Une génération après l’entrée en vigueur de la LPP, l’impact du système des « trois piliers » sur la situation socioéconomique des personnes retraitées fait l’objet d’études encore disparates. Si l’AVS représente une source primordiale de revenus pour plus de la moitié des ménages de retraité·e·s, le taux de remplacement des rentes AVS tourne autour de 35 % des revenus antérieurs. Les prestations de la LPP jouent par conséquent un rôle fondamental, notamment pour les revenus moyens à élevés, afin d’atteindre l’objectif d’un taux de remplacement d’environ 60 %. La contribution du 3e pilier à la prévoyance vieillesse demeure marginale : cette épargne individuelle joue avant tout un rôle d’allégement fiscal pour les personnes aisées. Les travaux disponibles soulignent que les personnes âgées disposent en Suisse d’un niveau moyen de revenu élevé. Toutefois, ces moyennes cachent de fortes disparités : les bas salaires, et en particulier les femmes, sont ainsi nettement moins bien couverts par la LPP. Les rentes de l’AVS étant plafonnées, de nombreuses personnes doivent également faire appel aux prestations complémentaires (PC AVS). Au final, le poids grandissant de la capitalisation dans les 2e et 3e piliers réduit les dimensions potentiellement redistributives du système de répartition. Depuis le début du XXIe siècle, le vieillissement démographique, les incertitudes de la conjoncture économique, les mutations du monde du travail et l’instabilité financière mettent sous pression l’AVS et la LPP. Les rejets successifs de la 11e révision AVS en 2004, de la baisse du taux de conversion permettant de calculer les rentes LPP en 2010, et d’une réforme combinée des deux premiers piliers en 2017 (« Prévoyance 2020 ») soulignent la difficulté structurelle à réformer ce système complexe.

[Énoncé du problème 1]
Expliquez en une à trois phrases pourquoi, selon le texte sur les trois piliers, les prestations de la LPP jouent un rôle fondamental.
[Énoncé du problème 2]
Réécrivez sous forme de liste le paragraphe du texte sur les trois piliers qui commence par « Une génération après l’entrée en vigueur de la LPP », en conservant ses faits principaux.
Appuyez-vous uniquement sur le texte sur les trois piliers.

[Extraits d’un jeu de données sur le pointage d’objets]
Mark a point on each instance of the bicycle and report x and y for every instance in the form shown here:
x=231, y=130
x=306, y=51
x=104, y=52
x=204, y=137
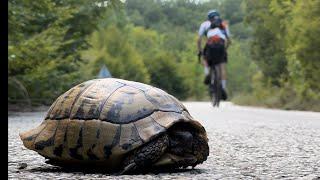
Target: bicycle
x=214, y=85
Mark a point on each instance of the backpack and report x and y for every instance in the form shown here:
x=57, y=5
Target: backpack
x=214, y=51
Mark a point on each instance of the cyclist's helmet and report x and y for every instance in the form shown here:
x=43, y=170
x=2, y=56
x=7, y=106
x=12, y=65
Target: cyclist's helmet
x=216, y=23
x=213, y=14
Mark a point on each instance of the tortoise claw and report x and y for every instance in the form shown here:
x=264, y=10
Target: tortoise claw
x=128, y=168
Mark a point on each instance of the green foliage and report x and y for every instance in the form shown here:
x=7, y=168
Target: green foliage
x=111, y=47
x=44, y=43
x=273, y=61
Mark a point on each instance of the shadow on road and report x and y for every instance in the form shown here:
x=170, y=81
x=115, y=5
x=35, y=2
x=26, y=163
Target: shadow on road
x=77, y=170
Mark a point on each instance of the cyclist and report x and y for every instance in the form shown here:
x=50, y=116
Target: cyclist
x=209, y=30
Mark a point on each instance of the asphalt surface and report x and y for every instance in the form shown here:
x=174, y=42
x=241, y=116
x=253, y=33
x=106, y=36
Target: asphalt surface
x=245, y=143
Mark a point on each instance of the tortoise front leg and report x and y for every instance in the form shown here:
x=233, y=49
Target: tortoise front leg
x=146, y=155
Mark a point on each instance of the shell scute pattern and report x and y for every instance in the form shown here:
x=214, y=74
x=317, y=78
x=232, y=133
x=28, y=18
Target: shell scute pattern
x=103, y=119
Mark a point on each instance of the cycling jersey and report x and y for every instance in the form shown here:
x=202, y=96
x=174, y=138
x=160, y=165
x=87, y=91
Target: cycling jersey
x=205, y=27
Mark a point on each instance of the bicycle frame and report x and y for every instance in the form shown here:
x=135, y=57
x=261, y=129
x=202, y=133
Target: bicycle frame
x=215, y=84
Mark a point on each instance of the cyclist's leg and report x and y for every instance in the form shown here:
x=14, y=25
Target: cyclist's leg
x=222, y=67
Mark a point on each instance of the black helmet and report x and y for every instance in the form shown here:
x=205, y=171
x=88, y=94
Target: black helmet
x=212, y=14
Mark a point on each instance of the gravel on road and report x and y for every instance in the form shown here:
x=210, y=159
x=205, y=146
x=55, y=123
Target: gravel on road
x=245, y=143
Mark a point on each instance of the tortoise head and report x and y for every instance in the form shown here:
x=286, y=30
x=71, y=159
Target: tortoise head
x=187, y=146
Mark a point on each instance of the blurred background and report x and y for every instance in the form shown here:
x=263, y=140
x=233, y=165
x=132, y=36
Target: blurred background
x=274, y=60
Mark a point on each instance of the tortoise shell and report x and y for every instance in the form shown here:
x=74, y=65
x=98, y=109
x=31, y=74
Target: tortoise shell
x=101, y=120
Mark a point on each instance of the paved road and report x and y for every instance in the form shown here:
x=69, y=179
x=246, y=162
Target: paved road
x=245, y=143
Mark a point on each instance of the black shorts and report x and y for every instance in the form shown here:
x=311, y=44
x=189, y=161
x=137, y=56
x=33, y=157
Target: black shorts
x=215, y=54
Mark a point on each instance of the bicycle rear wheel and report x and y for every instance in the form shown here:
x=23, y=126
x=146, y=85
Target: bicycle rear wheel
x=214, y=87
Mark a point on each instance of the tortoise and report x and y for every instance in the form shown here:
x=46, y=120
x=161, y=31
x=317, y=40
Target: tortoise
x=120, y=125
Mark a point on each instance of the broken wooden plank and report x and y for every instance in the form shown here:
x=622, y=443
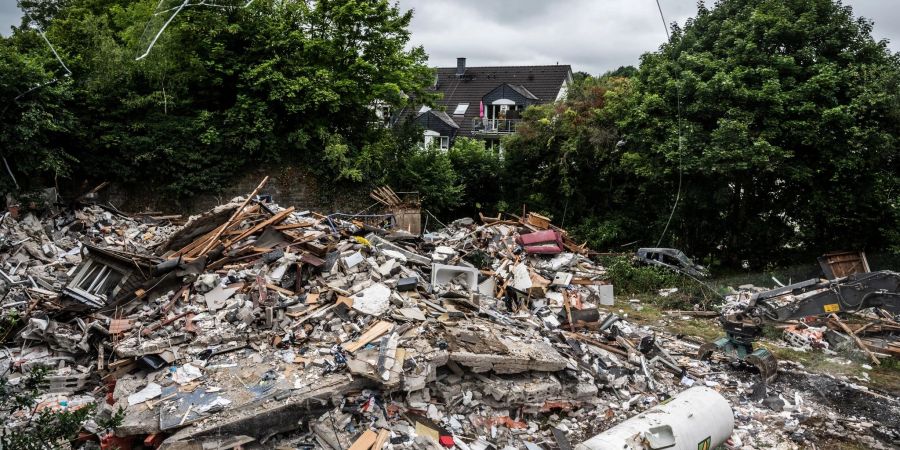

[Réponse attendue 1]
Les rentes AVS ne remplacent qu’environ 35 % des revenus antérieurs, alors que l’objectif visé est un taux de remplacement d’environ 60 %. Les prestations de la LPP sont donc nécessaires pour atteindre cet objectif, notamment pour les revenus moyens à élevés.

[Réponse attendue 2]
- Les études sur l’impact des trois piliers sur la situation socioéconomique des retraité·e·s restent disparates.
- L’AVS est une source primordiale de revenus pour plus de la moitié des ménages de retraité·e·s, mais ses rentes ne remplacent qu’environ 35 % des revenus antérieurs.
- La LPP est donc essentielle, surtout pour les revenus moyens à élevés, pour atteindre un taux de remplacement d’environ 60 %.
- Le 3e pilier contribue marginalement à la prévoyance et sert surtout d’allégement fiscal aux personnes aisées.
- Le revenu moyen des personnes âgées en Suisse est élevé, mais cache de fortes disparités : les bas salaires, en particulier les femmes, sont moins bien couverts par la LPP.
- Les rentes AVS étant plafonnées, beaucoup doivent recourir aux prestations complémentaires (PC AVS).
- Le poids croissant de la capitalisation dans les 2e et 3e piliers réduit les dimensions potentiellement redistributives du système de répartition.
- Depuis le début du XXIe siècle, le vieillissement démographique, la conjoncture incertaine, les mutations du travail et l’instabilité financière pèsent sur l’AVS et la LPP.
- Les rejets de la 11e révision AVS (2004), de la baisse du taux de conversion LPP (2010) et de « Prévoyance 2020 » (2017) montrent la difficulté structurelle à réformer ce système.